Rewrite the material below with "species-count log" swapped for "wildlife survey log" wherever it appears, leaving every other part as it is.
※ ※ ※
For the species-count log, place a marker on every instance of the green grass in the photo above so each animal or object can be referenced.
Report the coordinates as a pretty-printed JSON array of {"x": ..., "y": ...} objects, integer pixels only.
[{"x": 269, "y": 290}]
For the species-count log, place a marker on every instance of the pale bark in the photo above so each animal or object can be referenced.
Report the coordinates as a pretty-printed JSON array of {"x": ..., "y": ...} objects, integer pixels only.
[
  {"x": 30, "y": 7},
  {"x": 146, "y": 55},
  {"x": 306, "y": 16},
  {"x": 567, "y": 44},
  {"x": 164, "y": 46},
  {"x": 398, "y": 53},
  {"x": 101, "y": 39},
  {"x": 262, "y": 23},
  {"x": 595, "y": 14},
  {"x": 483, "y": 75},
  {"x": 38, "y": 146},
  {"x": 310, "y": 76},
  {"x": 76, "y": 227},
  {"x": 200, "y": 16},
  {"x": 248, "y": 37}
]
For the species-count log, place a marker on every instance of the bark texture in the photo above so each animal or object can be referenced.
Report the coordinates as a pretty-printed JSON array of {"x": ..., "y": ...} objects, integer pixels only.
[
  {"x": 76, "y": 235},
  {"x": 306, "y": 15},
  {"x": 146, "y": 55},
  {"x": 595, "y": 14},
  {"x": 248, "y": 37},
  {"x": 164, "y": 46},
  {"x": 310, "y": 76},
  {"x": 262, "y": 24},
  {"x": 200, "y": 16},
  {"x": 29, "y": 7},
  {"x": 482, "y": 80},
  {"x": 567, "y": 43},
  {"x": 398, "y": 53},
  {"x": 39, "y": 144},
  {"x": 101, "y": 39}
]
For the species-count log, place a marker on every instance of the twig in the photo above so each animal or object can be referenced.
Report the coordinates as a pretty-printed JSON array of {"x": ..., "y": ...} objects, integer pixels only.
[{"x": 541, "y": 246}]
※ ※ ※
(Written solution):
For the wildlife survey log, place a marker on every instance of the green grass in the photo above so each animal or object can be referenced.
Report the coordinates as a pretty-printed JSON array of {"x": ..., "y": ...} objects, integer pixels only.
[{"x": 269, "y": 290}]
For the wildlife survey log, place a marker on every instance of the pale bark in the photo above so each animal or object can be referenced.
Report the coordinates as a pretty-printed JSON array of {"x": ..., "y": ...} objects, integer pixels only.
[
  {"x": 30, "y": 7},
  {"x": 146, "y": 55},
  {"x": 306, "y": 16},
  {"x": 567, "y": 44},
  {"x": 164, "y": 46},
  {"x": 398, "y": 53},
  {"x": 101, "y": 39},
  {"x": 262, "y": 23},
  {"x": 595, "y": 14},
  {"x": 483, "y": 75},
  {"x": 38, "y": 146},
  {"x": 310, "y": 76},
  {"x": 76, "y": 227},
  {"x": 200, "y": 16},
  {"x": 248, "y": 37}
]
For the wildlife survey log, place a marker on every instance of the bark texture in the photo above so each animal or object can be referenced.
Report the coordinates as a pretty-printed JSON array of {"x": ..., "y": ...} objects, integer pixels only.
[
  {"x": 76, "y": 235},
  {"x": 306, "y": 15},
  {"x": 146, "y": 55},
  {"x": 595, "y": 14},
  {"x": 248, "y": 37},
  {"x": 164, "y": 46},
  {"x": 310, "y": 76},
  {"x": 262, "y": 24},
  {"x": 200, "y": 16},
  {"x": 29, "y": 7},
  {"x": 482, "y": 80},
  {"x": 567, "y": 43},
  {"x": 398, "y": 53},
  {"x": 39, "y": 144},
  {"x": 101, "y": 39}
]
For the wildlife survey log, place a marker on every instance of the twig in the photo above so each animal or object can be referenced.
Report the coordinates as a pretty-printed JSON array of {"x": ..., "y": ...} objects, integer pixels only.
[{"x": 541, "y": 246}]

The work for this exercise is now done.